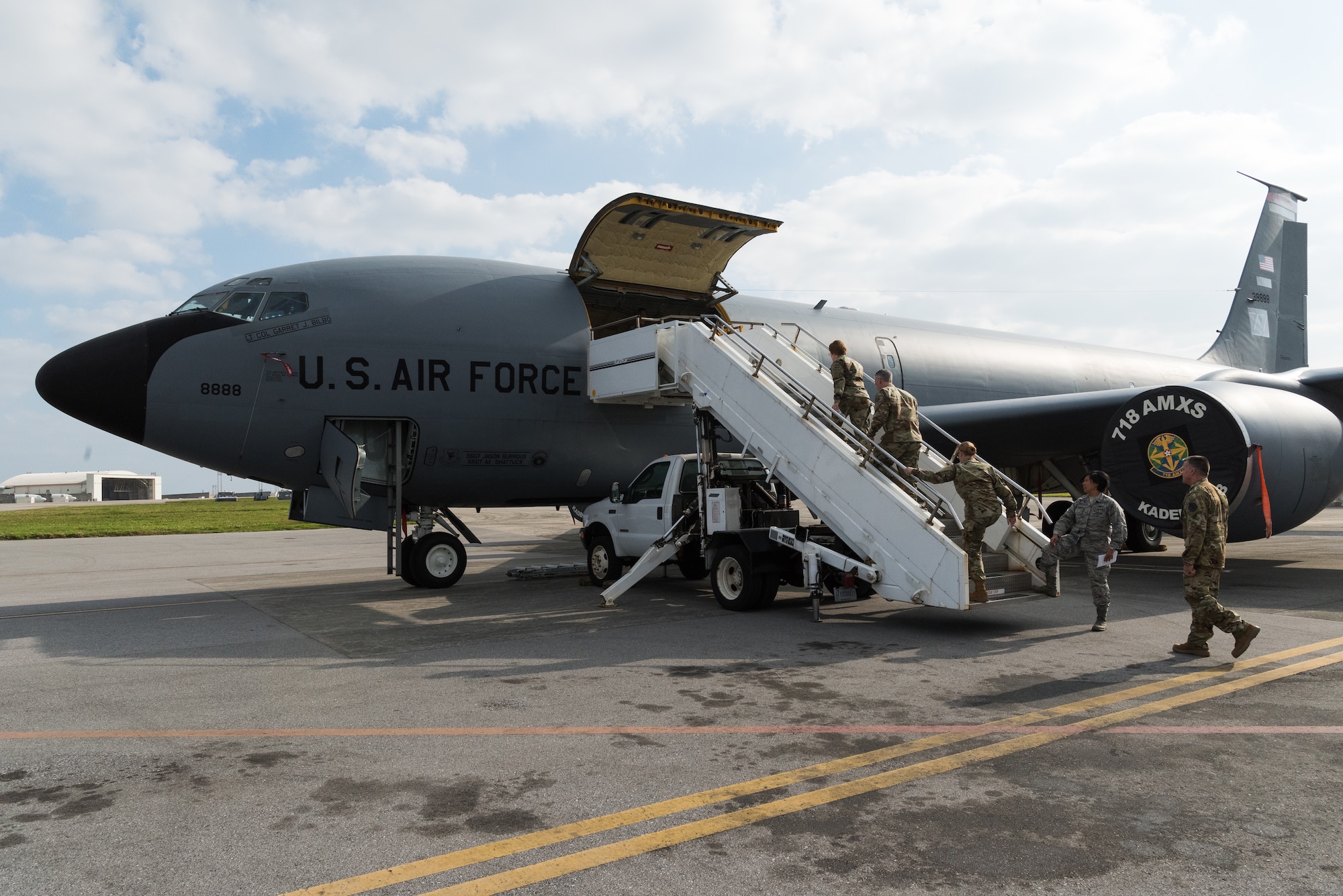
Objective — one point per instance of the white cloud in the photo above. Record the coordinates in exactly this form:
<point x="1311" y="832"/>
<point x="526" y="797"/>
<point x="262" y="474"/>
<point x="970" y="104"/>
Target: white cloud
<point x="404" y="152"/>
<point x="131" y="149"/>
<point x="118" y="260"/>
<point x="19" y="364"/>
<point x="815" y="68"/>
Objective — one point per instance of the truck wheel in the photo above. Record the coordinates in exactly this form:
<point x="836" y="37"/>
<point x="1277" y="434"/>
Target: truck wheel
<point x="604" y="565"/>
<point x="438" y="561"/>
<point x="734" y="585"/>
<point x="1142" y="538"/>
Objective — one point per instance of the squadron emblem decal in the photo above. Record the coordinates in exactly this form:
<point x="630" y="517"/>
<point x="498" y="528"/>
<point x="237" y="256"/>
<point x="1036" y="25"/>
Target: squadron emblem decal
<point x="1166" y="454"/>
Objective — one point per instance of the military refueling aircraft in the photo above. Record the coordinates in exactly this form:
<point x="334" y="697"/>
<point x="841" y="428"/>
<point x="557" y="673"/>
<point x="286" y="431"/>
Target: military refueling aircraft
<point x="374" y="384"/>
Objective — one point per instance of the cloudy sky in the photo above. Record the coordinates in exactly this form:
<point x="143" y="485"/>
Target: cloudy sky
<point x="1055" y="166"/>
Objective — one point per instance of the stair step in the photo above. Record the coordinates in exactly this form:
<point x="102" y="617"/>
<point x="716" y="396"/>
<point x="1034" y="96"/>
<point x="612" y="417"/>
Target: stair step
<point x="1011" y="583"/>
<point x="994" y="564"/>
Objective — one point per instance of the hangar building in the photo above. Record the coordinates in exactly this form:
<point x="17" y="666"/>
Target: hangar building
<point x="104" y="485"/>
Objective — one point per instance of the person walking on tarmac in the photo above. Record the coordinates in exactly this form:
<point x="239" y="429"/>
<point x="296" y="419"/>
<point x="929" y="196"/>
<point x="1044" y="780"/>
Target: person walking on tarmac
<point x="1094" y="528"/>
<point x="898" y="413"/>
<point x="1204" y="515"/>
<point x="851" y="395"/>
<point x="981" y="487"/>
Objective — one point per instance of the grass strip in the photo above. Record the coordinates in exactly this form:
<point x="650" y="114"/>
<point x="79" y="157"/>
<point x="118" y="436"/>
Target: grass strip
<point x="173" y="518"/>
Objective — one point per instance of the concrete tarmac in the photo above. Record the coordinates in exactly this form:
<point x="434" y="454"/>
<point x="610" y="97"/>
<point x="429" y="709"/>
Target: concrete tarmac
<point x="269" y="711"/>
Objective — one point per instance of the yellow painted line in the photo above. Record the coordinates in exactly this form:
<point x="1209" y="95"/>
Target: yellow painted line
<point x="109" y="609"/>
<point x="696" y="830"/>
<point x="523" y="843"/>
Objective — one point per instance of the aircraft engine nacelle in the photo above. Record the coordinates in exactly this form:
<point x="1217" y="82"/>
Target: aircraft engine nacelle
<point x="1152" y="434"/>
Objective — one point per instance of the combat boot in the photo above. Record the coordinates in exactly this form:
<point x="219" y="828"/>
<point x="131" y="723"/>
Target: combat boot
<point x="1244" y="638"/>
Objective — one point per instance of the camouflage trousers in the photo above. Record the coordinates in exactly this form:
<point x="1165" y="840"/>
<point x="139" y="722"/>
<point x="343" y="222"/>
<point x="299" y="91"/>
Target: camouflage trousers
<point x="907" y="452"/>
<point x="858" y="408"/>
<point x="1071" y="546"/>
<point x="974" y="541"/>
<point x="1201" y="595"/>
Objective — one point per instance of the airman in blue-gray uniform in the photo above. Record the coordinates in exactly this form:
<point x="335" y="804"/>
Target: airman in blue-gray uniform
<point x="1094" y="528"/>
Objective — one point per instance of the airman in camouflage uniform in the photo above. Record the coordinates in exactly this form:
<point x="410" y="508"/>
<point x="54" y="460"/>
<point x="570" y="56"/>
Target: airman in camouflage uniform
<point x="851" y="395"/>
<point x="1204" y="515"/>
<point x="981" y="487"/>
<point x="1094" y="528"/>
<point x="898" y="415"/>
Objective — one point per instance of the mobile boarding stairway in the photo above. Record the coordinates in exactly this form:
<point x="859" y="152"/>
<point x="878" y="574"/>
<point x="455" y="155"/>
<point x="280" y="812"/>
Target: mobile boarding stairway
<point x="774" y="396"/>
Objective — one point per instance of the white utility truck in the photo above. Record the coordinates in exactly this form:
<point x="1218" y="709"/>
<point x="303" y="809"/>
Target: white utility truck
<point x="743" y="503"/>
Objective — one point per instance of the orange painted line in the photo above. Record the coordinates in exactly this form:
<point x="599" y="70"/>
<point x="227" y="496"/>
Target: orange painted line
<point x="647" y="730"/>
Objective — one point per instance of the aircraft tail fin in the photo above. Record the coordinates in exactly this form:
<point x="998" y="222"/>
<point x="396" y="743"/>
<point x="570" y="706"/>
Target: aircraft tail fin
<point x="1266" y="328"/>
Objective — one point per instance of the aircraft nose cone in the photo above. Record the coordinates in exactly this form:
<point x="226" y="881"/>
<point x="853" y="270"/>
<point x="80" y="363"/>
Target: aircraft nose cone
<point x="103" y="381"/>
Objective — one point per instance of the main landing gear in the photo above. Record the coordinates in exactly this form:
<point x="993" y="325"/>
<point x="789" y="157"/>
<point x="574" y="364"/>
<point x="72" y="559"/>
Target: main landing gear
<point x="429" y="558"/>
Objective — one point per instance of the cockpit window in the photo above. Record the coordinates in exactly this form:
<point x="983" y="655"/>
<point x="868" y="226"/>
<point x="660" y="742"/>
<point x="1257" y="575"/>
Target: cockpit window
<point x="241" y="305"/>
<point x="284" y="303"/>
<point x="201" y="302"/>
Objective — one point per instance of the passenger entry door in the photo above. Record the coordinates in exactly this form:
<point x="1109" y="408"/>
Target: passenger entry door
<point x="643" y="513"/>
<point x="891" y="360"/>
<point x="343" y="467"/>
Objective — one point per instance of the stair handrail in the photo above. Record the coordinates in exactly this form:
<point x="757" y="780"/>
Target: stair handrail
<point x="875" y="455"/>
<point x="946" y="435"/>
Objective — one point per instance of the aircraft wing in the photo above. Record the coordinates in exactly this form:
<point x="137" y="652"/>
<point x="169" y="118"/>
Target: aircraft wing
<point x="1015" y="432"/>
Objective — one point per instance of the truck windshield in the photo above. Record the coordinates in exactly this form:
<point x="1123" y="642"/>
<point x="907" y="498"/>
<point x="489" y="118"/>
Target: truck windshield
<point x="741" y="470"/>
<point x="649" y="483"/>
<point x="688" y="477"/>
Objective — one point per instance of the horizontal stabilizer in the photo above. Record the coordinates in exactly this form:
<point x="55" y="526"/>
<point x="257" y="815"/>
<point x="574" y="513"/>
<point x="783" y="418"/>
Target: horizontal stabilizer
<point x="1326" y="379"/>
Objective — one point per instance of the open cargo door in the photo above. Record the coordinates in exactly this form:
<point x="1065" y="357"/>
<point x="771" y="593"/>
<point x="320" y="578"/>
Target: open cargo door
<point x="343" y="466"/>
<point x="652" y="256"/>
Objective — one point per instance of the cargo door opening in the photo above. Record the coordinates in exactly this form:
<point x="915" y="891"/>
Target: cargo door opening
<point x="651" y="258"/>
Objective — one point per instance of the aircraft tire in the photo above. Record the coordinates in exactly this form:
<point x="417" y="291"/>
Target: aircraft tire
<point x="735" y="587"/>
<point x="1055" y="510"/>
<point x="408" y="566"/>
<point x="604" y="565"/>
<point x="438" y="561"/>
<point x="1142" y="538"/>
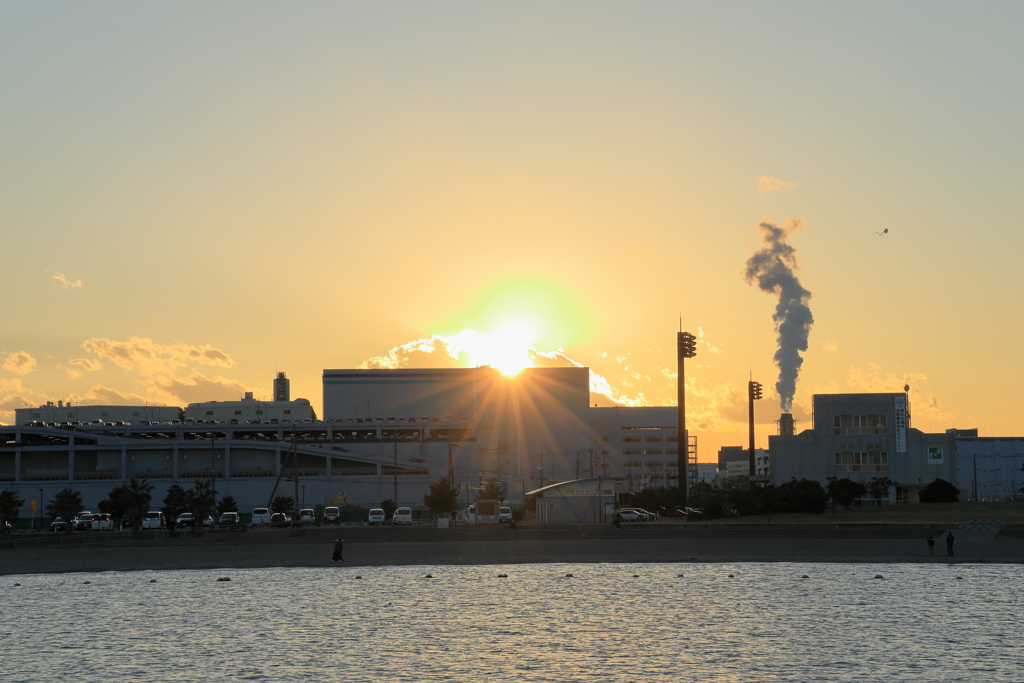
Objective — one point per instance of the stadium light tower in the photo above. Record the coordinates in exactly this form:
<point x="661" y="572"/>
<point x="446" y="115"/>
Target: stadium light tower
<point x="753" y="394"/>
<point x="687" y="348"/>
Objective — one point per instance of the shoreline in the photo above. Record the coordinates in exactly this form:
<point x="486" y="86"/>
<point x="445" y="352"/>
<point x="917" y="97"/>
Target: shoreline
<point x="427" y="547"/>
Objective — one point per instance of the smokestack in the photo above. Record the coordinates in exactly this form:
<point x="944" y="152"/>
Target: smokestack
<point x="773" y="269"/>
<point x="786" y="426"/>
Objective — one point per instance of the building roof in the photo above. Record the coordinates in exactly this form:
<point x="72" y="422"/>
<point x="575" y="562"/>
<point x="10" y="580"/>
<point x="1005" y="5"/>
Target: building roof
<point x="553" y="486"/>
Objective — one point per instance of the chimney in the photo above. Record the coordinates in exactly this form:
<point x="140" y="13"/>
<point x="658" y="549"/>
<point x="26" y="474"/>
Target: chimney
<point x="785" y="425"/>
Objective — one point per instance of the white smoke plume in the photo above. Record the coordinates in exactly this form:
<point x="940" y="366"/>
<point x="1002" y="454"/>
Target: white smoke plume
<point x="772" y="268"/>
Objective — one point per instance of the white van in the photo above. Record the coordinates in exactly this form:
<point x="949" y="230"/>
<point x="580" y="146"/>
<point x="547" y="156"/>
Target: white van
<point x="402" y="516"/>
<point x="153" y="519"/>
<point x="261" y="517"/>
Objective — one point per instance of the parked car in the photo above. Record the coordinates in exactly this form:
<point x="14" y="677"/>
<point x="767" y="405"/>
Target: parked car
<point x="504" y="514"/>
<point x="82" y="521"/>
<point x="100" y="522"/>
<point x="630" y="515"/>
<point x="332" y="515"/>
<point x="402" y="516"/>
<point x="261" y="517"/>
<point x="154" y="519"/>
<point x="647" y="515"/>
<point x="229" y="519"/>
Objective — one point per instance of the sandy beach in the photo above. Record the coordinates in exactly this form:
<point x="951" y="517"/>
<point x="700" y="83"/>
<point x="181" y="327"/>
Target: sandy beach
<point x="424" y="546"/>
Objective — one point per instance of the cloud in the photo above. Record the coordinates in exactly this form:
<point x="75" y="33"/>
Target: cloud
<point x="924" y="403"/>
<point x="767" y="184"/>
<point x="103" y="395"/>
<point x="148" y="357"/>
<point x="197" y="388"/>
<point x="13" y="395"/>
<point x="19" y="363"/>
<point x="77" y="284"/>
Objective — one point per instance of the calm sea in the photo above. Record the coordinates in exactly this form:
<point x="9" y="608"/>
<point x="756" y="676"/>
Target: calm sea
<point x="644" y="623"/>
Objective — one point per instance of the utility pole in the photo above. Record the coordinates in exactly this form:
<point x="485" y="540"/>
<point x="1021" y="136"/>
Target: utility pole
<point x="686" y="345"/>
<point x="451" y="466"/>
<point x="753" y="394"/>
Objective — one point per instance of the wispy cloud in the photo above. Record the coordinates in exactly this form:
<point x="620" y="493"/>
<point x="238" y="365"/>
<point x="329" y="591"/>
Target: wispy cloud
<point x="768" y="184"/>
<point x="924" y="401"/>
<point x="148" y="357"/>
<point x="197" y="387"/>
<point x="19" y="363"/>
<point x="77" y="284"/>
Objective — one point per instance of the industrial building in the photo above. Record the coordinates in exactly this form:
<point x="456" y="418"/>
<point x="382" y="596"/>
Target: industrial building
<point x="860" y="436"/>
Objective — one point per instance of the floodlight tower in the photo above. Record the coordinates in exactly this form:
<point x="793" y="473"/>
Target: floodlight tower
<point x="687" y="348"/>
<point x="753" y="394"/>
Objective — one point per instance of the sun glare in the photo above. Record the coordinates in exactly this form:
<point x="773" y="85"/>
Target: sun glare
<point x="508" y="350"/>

# Aim of the exercise
Retype exactly the lines from the one containing "Objective — one point per instance of the wispy" through the last line of the records above, including both.

# Correct output
Objective — one point per instance of the wispy cloud in the photo above. Record the coordinates in exactly this form:
<point x="620" y="493"/>
<point x="238" y="365"/>
<point x="329" y="591"/>
Target: wispy cloud
<point x="768" y="184"/>
<point x="924" y="401"/>
<point x="148" y="357"/>
<point x="197" y="387"/>
<point x="19" y="363"/>
<point x="77" y="284"/>
Objective — one point per instance of the industrial building in the photo above. Record the coordinates in exactly this form:
<point x="456" y="418"/>
<point x="382" y="596"/>
Target: industrial building
<point x="860" y="436"/>
Objective — one point per instance of the floodlight tower in the photo above. Record the coordinates in exactly this form:
<point x="793" y="473"/>
Target: floodlight tower
<point x="687" y="348"/>
<point x="753" y="394"/>
Objective — one point per instance of the sun glare in the photo above. Record the coordinates in exactly this form:
<point x="773" y="85"/>
Target: sun glare
<point x="508" y="350"/>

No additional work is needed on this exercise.